GIVEN TEXT:
____________

Blackbeard warrants and represents that it has the power and authority to enter into this Agreement and that this Agreement and all documents delivered pursuant to this Agreement, to which it is a Party, are valid, binding and enforceable upon it. Blackbeard warrants and represents that no consent, approval, authorization, or order of, and no notice to, or filing with any court, governmental authority, person, or entity is required for its execution, delivery, and performance of this Agreement. Blackbeard warrants and represents that it exclusively owns the Claims that it is releasing in this Agreement, and that no part of its Claims released in this Agreement have been assigned or transferred to any other person or entity. Blackbeard warrants and represents that this Agreement resolves any Claims it has against any of the Argent Released Parties.
4.03.
Blackbeard represents and warrants that as of January 1, 2025, Blackbeard acquired all of the working interests subject to the East Ranch JOA and that the East Ranch JOA terminated as of that date.
V.
Settlement Terms

In reliance upon the representations, warranties, and covenants in this Agreement, and concurrently with the execution and delivery of this Agreement, the Parties have settled and compromised their Claims, as follows:

Settlement Payment

5.01.

____________

ROWS:
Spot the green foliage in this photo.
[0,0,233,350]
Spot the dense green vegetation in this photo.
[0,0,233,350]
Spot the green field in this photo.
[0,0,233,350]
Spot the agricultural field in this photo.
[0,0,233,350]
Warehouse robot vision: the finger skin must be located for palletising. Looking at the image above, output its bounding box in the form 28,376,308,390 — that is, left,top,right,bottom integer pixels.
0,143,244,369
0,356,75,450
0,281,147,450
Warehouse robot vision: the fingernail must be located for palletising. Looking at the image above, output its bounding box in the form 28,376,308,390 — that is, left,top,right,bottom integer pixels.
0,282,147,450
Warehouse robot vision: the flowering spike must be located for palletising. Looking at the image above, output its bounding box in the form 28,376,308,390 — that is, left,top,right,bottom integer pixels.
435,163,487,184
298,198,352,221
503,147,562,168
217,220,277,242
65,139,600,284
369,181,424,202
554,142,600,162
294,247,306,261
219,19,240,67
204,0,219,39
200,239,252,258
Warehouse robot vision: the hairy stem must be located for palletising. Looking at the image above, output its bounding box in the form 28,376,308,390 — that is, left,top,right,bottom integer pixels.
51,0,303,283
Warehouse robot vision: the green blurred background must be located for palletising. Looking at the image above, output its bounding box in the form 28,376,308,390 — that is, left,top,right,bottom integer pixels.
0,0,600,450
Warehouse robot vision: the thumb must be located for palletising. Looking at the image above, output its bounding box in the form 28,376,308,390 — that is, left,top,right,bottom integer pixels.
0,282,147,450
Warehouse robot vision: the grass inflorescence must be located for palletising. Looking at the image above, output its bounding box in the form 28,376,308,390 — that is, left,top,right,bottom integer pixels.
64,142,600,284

____________

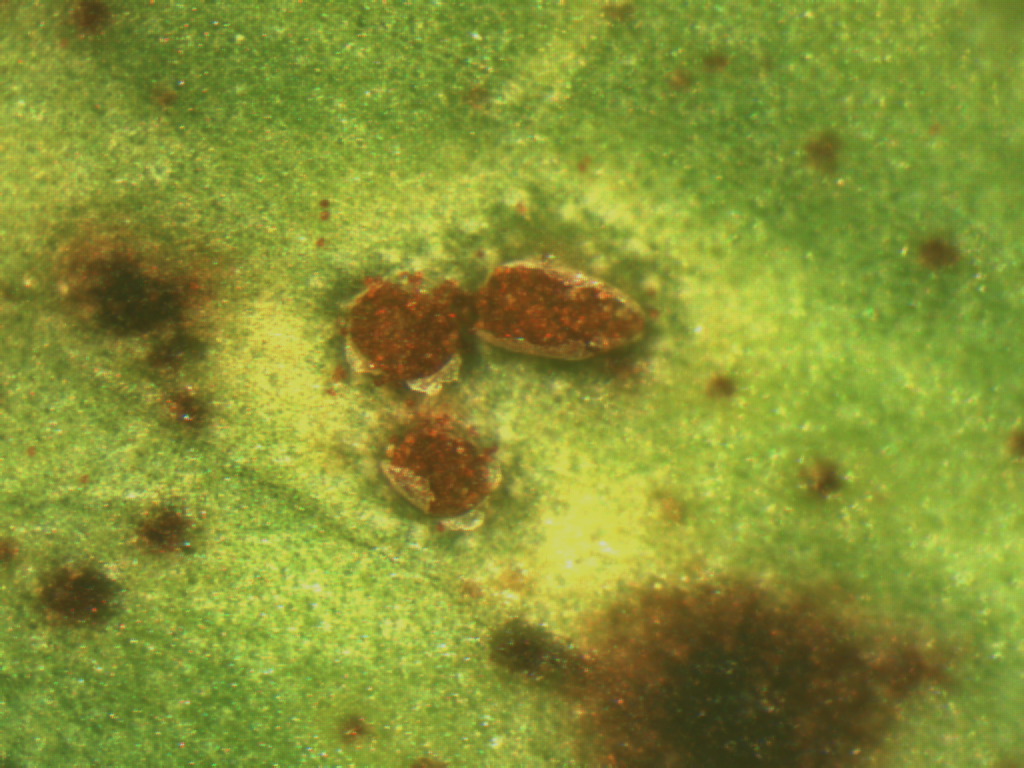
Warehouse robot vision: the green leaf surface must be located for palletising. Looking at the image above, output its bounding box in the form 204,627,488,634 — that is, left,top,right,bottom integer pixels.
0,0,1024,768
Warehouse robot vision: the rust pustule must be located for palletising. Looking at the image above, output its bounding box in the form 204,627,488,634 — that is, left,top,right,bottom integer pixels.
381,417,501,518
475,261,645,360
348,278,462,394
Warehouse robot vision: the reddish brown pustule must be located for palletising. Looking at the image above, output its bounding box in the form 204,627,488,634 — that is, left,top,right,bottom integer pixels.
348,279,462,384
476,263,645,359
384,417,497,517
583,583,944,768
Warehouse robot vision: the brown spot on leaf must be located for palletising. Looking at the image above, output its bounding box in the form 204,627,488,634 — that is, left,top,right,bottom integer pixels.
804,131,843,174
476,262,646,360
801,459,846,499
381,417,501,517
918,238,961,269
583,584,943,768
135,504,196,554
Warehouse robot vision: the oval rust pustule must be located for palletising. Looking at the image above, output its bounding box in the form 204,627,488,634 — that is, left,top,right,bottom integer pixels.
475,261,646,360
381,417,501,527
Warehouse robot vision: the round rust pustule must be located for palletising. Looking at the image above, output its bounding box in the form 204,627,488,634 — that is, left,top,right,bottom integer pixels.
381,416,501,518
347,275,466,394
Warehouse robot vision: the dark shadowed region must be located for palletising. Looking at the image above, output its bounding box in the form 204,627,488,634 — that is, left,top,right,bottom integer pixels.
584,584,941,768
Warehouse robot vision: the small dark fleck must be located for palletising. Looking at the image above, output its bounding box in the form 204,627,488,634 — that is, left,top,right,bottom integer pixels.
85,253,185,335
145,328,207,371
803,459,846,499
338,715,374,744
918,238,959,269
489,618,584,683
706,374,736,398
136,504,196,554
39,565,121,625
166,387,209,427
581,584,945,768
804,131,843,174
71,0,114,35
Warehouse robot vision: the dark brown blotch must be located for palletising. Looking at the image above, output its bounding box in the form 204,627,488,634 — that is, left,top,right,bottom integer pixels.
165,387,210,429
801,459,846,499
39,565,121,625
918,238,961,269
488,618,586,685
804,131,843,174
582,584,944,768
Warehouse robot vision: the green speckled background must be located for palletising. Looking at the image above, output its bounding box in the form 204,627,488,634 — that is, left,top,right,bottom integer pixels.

____________

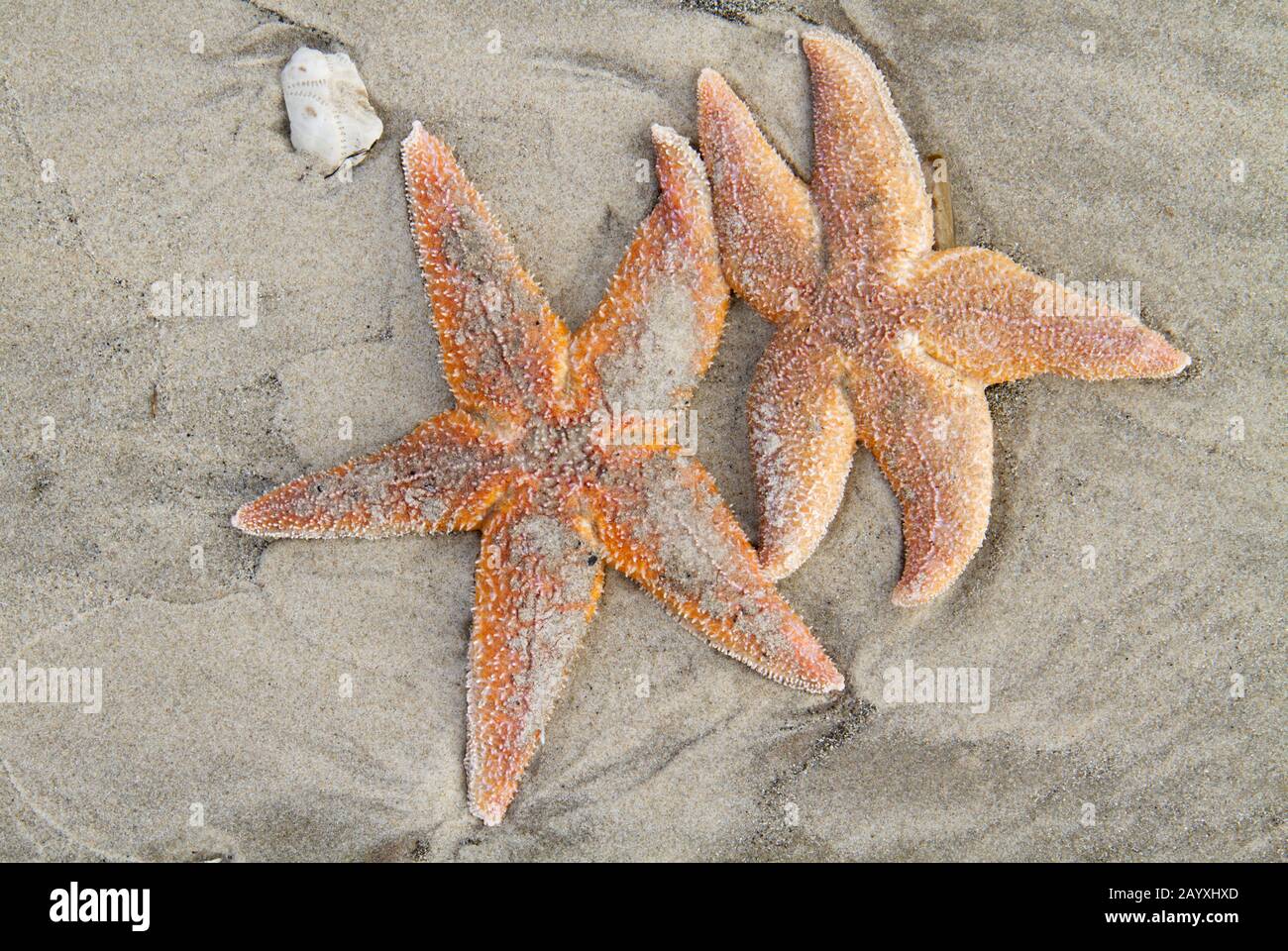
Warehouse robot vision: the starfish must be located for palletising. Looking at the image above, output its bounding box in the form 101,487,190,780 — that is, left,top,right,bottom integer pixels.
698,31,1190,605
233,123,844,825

____________

PROBLEM TO SOLVE:
Reproduce word for word the stretch of the settlement agreement excerpt above from "Blackbeard warrants and represents that it has" through "Argent Released Parties.".

SOLUTION BELOW:
Blackbeard warrants and represents that it has the power and authority to enter into this Agreement and that this Agreement and all documents delivered pursuant to this Agreement, to which it is a Party, are valid, binding and enforceable upon it. Blackbeard warrants and represents that no consent, approval, authorization, or order of, and no notice to, or filing with any court, governmental authority, person, or entity is required for its execution, delivery, and performance of this Agreement. Blackbeard warrants and represents that it exclusively owns the Claims that it is releasing in this Agreement, and that no part of its Claims released in this Agreement have been assigned or transferred to any other person or entity. Blackbeard warrants and represents that this Agreement resolves any Claims it has against any of the Argent Released Parties.